** START SOURCE PASSAGE **

I’d be concerned that the other (i.e. uncombined) pair from the splitter would end up with a mono signal in both channels... ? After all, the side going to the main amp and the side going to the combiner have continuity. Or will the combiner eliminate that problem?

Sorry if this is been discussed and I just missed it, but why not combine the BFD’s two outputs for the sub? That would fully isolate the combining from the pre-amp – I think (brucek, please comment!). They you can set up two BFD EQ programs, one for music, one for music, as planned.

Regards,
Wayne


----------



## brucek (Apr 11, 2006)

> Or will the combiner eliminate that problem?


The crosstalk from one channel to the opposite channel is the drawback with the simple passive combiner. That's the reason I cautioned Huck away from that type.

Huck has one channel of his BFD used already for a feed from a mono LFE signal on system #1. He wants to feed the other BFD channel from system #2 that doesn't have a mono LFE signal. So, he must combine that stereo mains signal first before he can accomplish this.

** END SOURCE PASSAGE **
** START STORED DATA **

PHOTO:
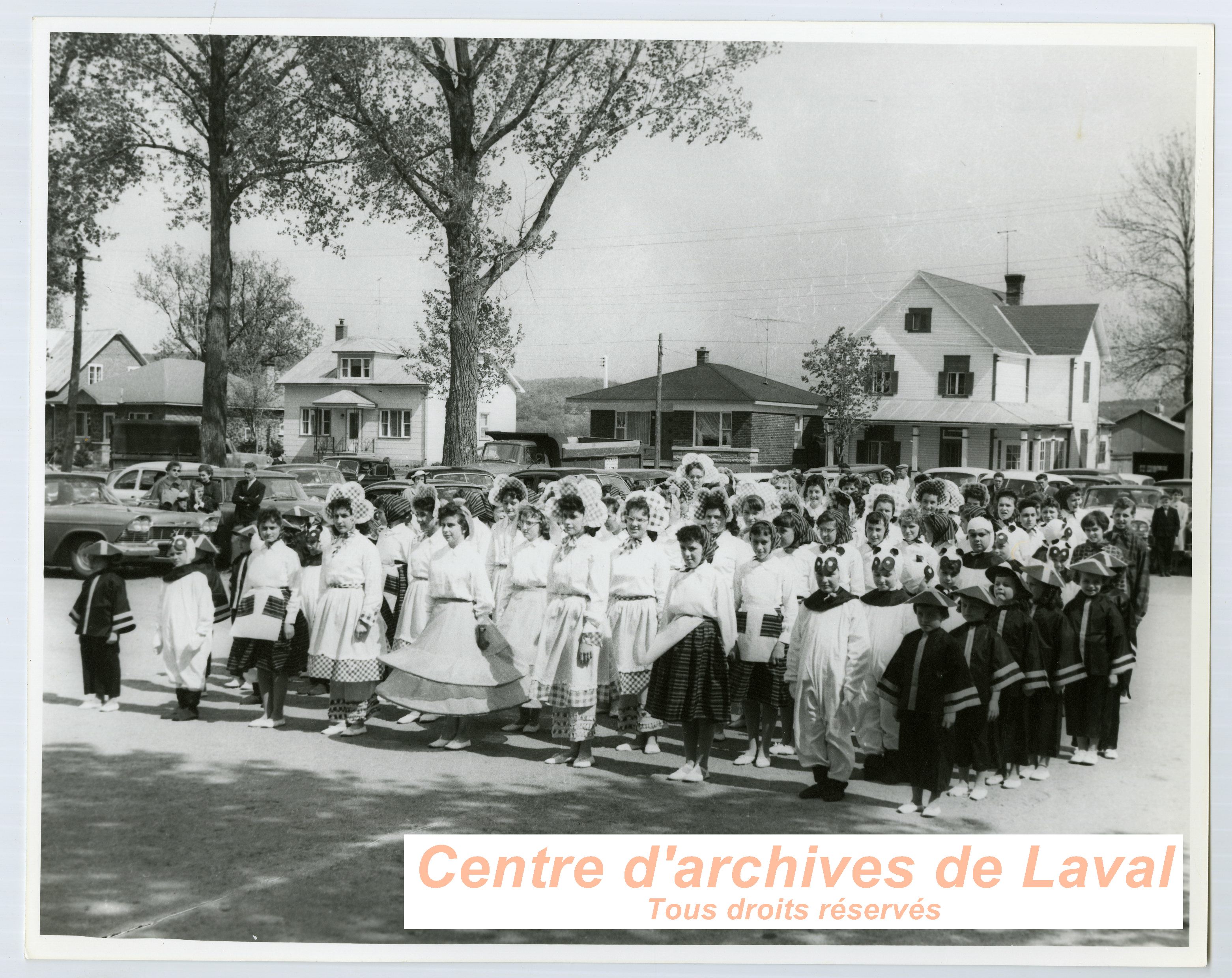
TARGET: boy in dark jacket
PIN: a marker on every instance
(101, 615)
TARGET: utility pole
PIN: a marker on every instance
(68, 440)
(658, 408)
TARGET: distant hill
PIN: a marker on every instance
(1114, 411)
(542, 408)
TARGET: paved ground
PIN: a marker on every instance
(213, 831)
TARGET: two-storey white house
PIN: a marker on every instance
(357, 396)
(972, 377)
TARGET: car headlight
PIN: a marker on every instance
(140, 525)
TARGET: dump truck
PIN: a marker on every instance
(514, 451)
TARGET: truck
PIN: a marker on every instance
(514, 451)
(163, 441)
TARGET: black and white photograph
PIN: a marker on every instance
(611, 429)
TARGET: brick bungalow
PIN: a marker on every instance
(740, 419)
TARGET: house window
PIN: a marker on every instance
(918, 321)
(355, 368)
(712, 429)
(394, 424)
(884, 379)
(957, 380)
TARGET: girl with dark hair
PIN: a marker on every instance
(522, 616)
(348, 638)
(269, 632)
(567, 667)
(1060, 661)
(698, 631)
(460, 666)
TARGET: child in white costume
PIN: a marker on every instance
(639, 589)
(827, 667)
(460, 666)
(185, 627)
(520, 619)
(891, 616)
(567, 667)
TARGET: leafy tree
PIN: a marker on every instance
(842, 370)
(434, 120)
(497, 343)
(231, 121)
(267, 328)
(1151, 260)
(90, 162)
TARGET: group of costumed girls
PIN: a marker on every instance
(688, 604)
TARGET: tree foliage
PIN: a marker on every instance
(233, 129)
(498, 345)
(268, 329)
(1150, 258)
(842, 371)
(433, 122)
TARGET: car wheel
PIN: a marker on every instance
(78, 560)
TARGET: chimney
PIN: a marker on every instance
(1014, 290)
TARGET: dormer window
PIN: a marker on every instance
(355, 366)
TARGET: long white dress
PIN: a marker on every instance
(418, 603)
(185, 627)
(577, 607)
(444, 670)
(351, 592)
(827, 663)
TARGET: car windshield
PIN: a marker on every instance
(501, 451)
(1105, 496)
(73, 492)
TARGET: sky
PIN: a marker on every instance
(873, 161)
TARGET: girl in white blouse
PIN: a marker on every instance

** END STORED DATA **

== PROBLEMS TO SOLVE ==
• 1. Decide whether each statement below agrees with the BFD combiner thread. For each, answer yes or no and quote the words from the thread that settle it.
(a) The simple passive combiner has the drawback of crosstalk between the two channels.
(b) Both channels of Huck's BFD are still unused.
(c) System #2 supplies a mono LFE signal.
• 2. Write a continuation of the BFD combiner thread that picks up after its final sentence.

== EXPECTED OUTPUTS ==
• 1.
(a) Yes: "The crosstalk from one channel to the opposite channel is the drawback with the simple passive combiner."
(b) No: "Huck has one channel of his BFD used already for a feed from a mono LFE signal on system #1."
(c) No: "system #2 that doesn't have a mono LFE signal."

• 2.
He will of course have to get creative with the BFD since that combined signal will be full range. Presumably he has defeated the LPF crossover in his sub as a consequence of feeding LFE from the system #1, and so a crossover in addition to equalization will be required from the BFD filters for system #2's full range signal. Certainly possible. 
Personally I would have accomplished the combining and the LPF crossing with a device like the Paradigmn X-30, since that would have solved both problems at once, but they aren't cheap. I think they're around $150, but I've seen them on ebay for less.....

Combiners are a juggling act with impedance matching. A passive combiner using simple resistors will either have an input impedance that is too low, causing crosstalk to the opposite channel as you suggested, or (if you modify it to have sufficient input impedance) it will have too high output impedance causing distortion. The solution is to impedance match with active components or a transformer. Fairly simple devices.

Hopefully the cheap device I suggested will work fine. They never supply enough information, but you can't lose for $20.........

brucek


----------



## Wayne A. Pflughaupt (Apr 13, 2006)

> Huck has one channel of his BFD used already for a feed from a mono LFE signal on system #1. He wants to feed the other BFD channel from system #2


Ah – I missed that there were two systems... 

Yup, they never give you enough info with those things. Hopefully Huck will let us know how it works out.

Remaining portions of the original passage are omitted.